- **Source passage**:
○ ○ ○ ○ ○

We are just wailing every day! We are a captured people! We deserve the government we elected. Don’t we have elected officers from this axis – Councillors, House of Assembly, House of Representatives, Senate and other political appointees? Another election is coming!
The above, copied from a WhatsApp platform – Lagos Ibadan Road Update 3 – is just one among the dozens daily shared on the messaging platform created by motorists on the nation’s busiest corridor – the Lagos – Ibadan expressway. The statement goes beyond merely expressing the anguish daily suffered by Nigerians from the hand of the construction giant, Julius Berger and of course the indifferent federal government; it aptly captures the utter helplessness, the grim alienation by the citizens long condemned to slavish, hellish living.
To describe the experience of the past two months on the inward-Lagos bound journey on the Lagos-Ibadan Expressway as nightmarish would be an understatement; slow motion lynching will come close to describe the hell that motorists on Nigeria’s busiest traffic corridor have been subjected. Those Nigerians who thought they had seen the worst in the earlier phase of the construction work may have rejoiced too soon; in fact, many are wondering if indeed Julius Berger hasn’t chosen to save the bitterest of the pill for the last minute with the final phase of barely six kilometres stretch already visiting unequalled trauma on hapless motorists.

○ ○ ○ ○ ○

- **Given records**:
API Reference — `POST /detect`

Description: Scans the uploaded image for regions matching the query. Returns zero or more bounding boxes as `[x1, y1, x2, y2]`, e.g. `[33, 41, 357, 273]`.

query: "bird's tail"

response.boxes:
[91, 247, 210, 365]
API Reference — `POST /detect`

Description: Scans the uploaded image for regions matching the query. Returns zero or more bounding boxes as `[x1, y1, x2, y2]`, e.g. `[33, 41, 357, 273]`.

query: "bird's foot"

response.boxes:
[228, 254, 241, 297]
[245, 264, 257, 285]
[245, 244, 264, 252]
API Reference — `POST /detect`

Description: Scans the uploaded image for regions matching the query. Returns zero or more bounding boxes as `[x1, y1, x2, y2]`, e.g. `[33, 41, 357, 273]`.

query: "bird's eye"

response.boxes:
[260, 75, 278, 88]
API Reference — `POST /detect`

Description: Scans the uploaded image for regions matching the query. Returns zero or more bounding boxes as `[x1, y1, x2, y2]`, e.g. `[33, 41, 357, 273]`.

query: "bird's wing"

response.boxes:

○ ○ ○ ○ ○

- **Written problem 1**: From the editorial on the Lagos-Ibadan Expressway, list every item named after the dash in the question about elected officers.
- **Written problem 2**: Update the listing from its first line through the line holding "[245, 244, 264, 252]", inclusive, replacing "query" with "prompt" and changing nothing else. Return only those lines.

- **Task result 1**:
Councillors
House of Assembly
House of Representatives
Senate
other political appointees

- **Task result 2**:
API Reference — `POST /detect`

Description: Scans the uploaded image for regions matching the prompt. Returns zero or more bounding boxes as `[x1, y1, x2, y2]`, e.g. `[33, 41, 357, 273]`.

prompt: "bird's tail"

response.boxes:
[91, 247, 210, 365]
API Reference — `POST /detect`

Description: Scans the uploaded image for regions matching the prompt. Returns zero or more bounding boxes as `[x1, y1, x2, y2]`, e.g. `[33, 41, 357, 273]`.

prompt: "bird's foot"

response.boxes:
[228, 254, 241, 297]
[245, 264, 257, 285]
[245, 244, 264, 252]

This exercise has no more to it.